- The task
Copy out all of the items below, switching every "Target" to "Object" and leaving everything else unchanged.

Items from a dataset
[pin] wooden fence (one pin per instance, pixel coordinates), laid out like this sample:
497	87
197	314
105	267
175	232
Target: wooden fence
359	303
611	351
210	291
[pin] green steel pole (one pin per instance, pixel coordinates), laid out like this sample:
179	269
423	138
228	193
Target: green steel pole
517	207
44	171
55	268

- Solution for this problem
[pin] wooden fence (one pin per instance, pixel coordinates), laid out like this sample:
497	87
197	314
105	267
175	232
Object: wooden fence
359	303
611	351
210	291
[pin] green steel pole (one pin per instance, pixel coordinates), laid out like this sample:
179	269
423	138
228	193
Object: green steel pole
517	207
44	171
55	268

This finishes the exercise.